All the data below goes into the copy word for word, but the pictures don't.

----

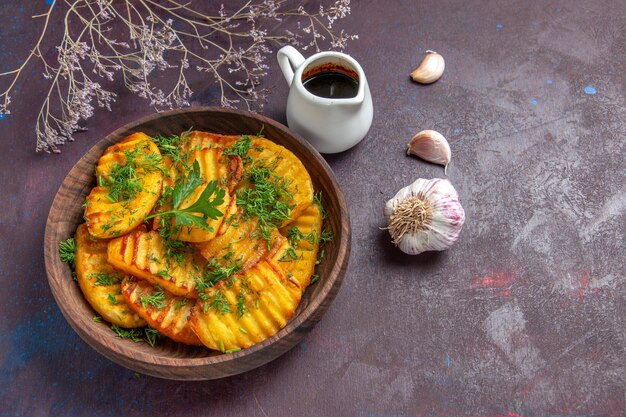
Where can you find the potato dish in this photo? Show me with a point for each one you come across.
(206, 239)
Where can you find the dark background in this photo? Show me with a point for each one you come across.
(522, 317)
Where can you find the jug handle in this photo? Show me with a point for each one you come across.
(289, 60)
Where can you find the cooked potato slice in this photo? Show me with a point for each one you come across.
(242, 242)
(265, 153)
(130, 180)
(100, 283)
(239, 312)
(304, 233)
(165, 312)
(144, 255)
(205, 140)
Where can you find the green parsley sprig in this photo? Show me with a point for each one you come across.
(67, 251)
(211, 198)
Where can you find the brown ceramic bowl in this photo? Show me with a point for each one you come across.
(169, 359)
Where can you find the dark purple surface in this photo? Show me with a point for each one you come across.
(523, 317)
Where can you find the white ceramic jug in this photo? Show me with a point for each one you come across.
(330, 124)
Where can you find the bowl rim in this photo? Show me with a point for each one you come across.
(334, 277)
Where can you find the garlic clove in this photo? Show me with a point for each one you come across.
(431, 146)
(430, 70)
(425, 216)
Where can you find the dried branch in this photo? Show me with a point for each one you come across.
(161, 35)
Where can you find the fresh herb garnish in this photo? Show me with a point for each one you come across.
(112, 299)
(105, 280)
(317, 199)
(171, 147)
(327, 236)
(269, 200)
(211, 198)
(241, 305)
(144, 334)
(156, 299)
(67, 251)
(217, 302)
(289, 255)
(239, 148)
(217, 270)
(294, 235)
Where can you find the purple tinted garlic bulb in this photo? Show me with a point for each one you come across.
(425, 216)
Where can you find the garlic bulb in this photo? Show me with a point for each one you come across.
(430, 69)
(431, 146)
(424, 216)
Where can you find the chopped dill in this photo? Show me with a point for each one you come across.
(269, 199)
(104, 279)
(67, 251)
(156, 299)
(112, 299)
(146, 334)
(241, 305)
(239, 148)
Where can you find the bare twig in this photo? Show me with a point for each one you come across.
(131, 39)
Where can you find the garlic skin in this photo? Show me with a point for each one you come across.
(431, 146)
(425, 216)
(430, 70)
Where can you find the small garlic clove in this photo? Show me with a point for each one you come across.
(431, 146)
(430, 70)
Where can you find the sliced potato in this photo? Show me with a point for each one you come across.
(109, 216)
(205, 140)
(100, 282)
(308, 229)
(286, 166)
(281, 161)
(239, 312)
(144, 255)
(163, 311)
(242, 242)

----

RESPONSE BELOW:
Where can you find the potato dish in this photo? Show me with a point for each one you come across.
(206, 239)
Where can you find the dark background in this photo? Show me with a point for each one you come across.
(522, 317)
Where can you find the jug handle in this photo? Show me with a point for each one you come across.
(289, 60)
Where can you find the cooked potato slice in this photo? Show me with a point for each one you come across.
(242, 242)
(265, 153)
(130, 180)
(100, 283)
(239, 312)
(304, 233)
(165, 312)
(144, 255)
(205, 140)
Where can you find the green parsley sprig in this photo? Show me with a point for each one you come across.
(67, 251)
(211, 198)
Where can you find the brown ceramic bowl in this photo? Show me with a point for each one you come across.
(169, 359)
Where can you find the dark purple surface in this photo? Show me with a point for each one you come across.
(523, 317)
Where can you find the white ceramic jug in this photo? Show me with a point for each one you come across.
(330, 124)
Where can you find the bowl rim in this photo? Show me with a point for each one you come across.
(334, 277)
Where can you find the garlic clove in this photo? Show me with a point for each one you come across.
(431, 146)
(430, 70)
(425, 216)
Where can you find the dried branch in this photo? Show me with a point for each one you come across.
(161, 35)
Where can you find the fresh herb garnish in this photo? Show me with a point for each one you come across.
(112, 299)
(105, 280)
(317, 199)
(171, 147)
(327, 236)
(269, 200)
(211, 198)
(241, 305)
(144, 334)
(156, 299)
(67, 251)
(217, 302)
(289, 255)
(239, 148)
(217, 270)
(294, 235)
Where can you find the purple tinted garlic bulb in this photo? Show me with a point for each one you come across.
(425, 216)
Where can you find the garlic bulb in this photo? Show me with a point for each one you come across.
(430, 69)
(431, 146)
(424, 216)
Where can you find the chopped dill in this photo? Show me with a point for each one you come across.
(269, 199)
(104, 279)
(67, 251)
(156, 299)
(112, 299)
(146, 334)
(241, 305)
(239, 148)
Where can you find the bare twig in this photo? Show me with a point for each one you come across.
(131, 39)
Where can you find the garlic skin in this photo? Show me with a point for each one you come across.
(431, 146)
(425, 216)
(430, 70)
Where can you find the small garlic clove in this photo? Show me with a point for each one you come across.
(431, 146)
(430, 70)
Where can you find the sliced potato in this photo? Show me with a point for each one you come across.
(109, 216)
(205, 140)
(100, 282)
(308, 229)
(286, 166)
(281, 161)
(239, 312)
(144, 255)
(163, 311)
(242, 242)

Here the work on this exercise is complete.